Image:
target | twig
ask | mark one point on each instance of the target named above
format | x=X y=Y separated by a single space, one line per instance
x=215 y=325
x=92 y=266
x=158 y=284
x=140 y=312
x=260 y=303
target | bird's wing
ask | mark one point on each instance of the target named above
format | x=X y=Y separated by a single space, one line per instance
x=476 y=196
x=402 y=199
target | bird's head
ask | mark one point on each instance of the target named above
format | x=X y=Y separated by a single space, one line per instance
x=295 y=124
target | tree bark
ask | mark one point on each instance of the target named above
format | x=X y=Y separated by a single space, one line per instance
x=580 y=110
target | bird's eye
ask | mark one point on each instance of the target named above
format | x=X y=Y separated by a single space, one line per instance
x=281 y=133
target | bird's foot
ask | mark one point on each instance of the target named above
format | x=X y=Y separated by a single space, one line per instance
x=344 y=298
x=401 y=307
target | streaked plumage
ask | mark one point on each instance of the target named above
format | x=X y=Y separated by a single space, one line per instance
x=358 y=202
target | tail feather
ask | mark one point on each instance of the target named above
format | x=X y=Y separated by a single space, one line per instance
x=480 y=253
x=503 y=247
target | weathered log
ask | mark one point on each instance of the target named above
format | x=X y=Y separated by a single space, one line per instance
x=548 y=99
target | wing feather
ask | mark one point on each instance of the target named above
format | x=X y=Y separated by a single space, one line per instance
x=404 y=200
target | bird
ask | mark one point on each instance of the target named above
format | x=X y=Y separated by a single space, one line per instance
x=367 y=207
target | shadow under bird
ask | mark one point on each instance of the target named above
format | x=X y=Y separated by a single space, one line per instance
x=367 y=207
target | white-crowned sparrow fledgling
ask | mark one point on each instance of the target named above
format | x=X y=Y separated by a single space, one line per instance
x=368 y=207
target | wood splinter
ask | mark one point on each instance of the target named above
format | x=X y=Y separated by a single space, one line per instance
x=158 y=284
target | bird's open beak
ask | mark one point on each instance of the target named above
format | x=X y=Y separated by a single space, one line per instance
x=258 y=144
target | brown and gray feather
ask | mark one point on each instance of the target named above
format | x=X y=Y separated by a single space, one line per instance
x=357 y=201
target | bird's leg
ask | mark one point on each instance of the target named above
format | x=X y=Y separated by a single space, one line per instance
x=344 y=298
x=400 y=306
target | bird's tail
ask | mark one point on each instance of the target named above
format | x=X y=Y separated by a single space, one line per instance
———
**TASK REQUIREMENTS:**
Please give the listing above once more, word for word.

**EXPECTED OUTPUT:**
Image:
target | twig
ask | mark one point on each instance of the target named above
format | x=X y=Y separated by a single space, one line per instance
x=215 y=325
x=92 y=266
x=158 y=284
x=140 y=312
x=260 y=303
target | bird's wing
ask | mark one point on each instance of the target named above
format | x=X y=Y separated by a single space, one line per instance
x=476 y=196
x=402 y=199
target | bird's head
ask | mark one point on each instance of the target named above
format | x=X y=Y separated by a single space, one line per instance
x=295 y=124
target | tree bark
ask | mark one point on each instance of the target named above
format | x=X y=Y separated by a single space, one line per instance
x=580 y=110
target | bird's eye
ask | mark one point on each instance of the target named above
format | x=X y=Y separated by a single space, one line per instance
x=281 y=133
target | bird's foot
ask | mark one point on each instance of the target named above
format | x=X y=Y separated by a single space, one line per instance
x=344 y=298
x=401 y=307
target | streaked plumage
ask | mark one point on each instance of the target named above
format | x=X y=Y separated by a single space, one line per instance
x=358 y=202
target | tail feather
ask | mark one point on each instance of the target named above
format | x=X y=Y separated by a single space, one line per instance
x=480 y=253
x=503 y=247
target | weathered log
ask | mark one point on each instance of the target named above
format | x=X y=Y separated by a single space, one line per instance
x=548 y=99
target | wing feather
ask | mark one point on each instance of the target named above
format | x=X y=Y separated by a single space, one line per instance
x=404 y=200
target | bird
ask | mark one point on each instance of the target named above
format | x=X y=Y separated by a single space, one line per instance
x=367 y=207
target | shadow under bird
ask | mark one point on each instance of the target named above
format | x=X y=Y separated by a single space, one line per instance
x=367 y=207
target | white-crowned sparrow fledgling
ask | mark one point on each instance of the target named above
format | x=X y=Y separated by a single space, one line per instance
x=368 y=207
target | wood splinter
ask | mark one point on each instance of the target named above
format | x=X y=Y separated by a single space, one line per instance
x=158 y=284
target | bird's open beak
ask | mark one point on each instance of the target named above
format | x=X y=Y separated by a single space, one line per instance
x=258 y=144
target | brown and gray feather
ask | mark one point on each instance of the target named above
format | x=X y=Y separated by a single space, one line per instance
x=357 y=201
target | bird's leg
ask | mark one point on each instance of the target named above
format | x=X y=Y separated by a single space, one line per instance
x=344 y=298
x=400 y=306
target | bird's tail
ask | mark one point on each instance of the target named above
format | x=X y=Y separated by a single space, one line per instance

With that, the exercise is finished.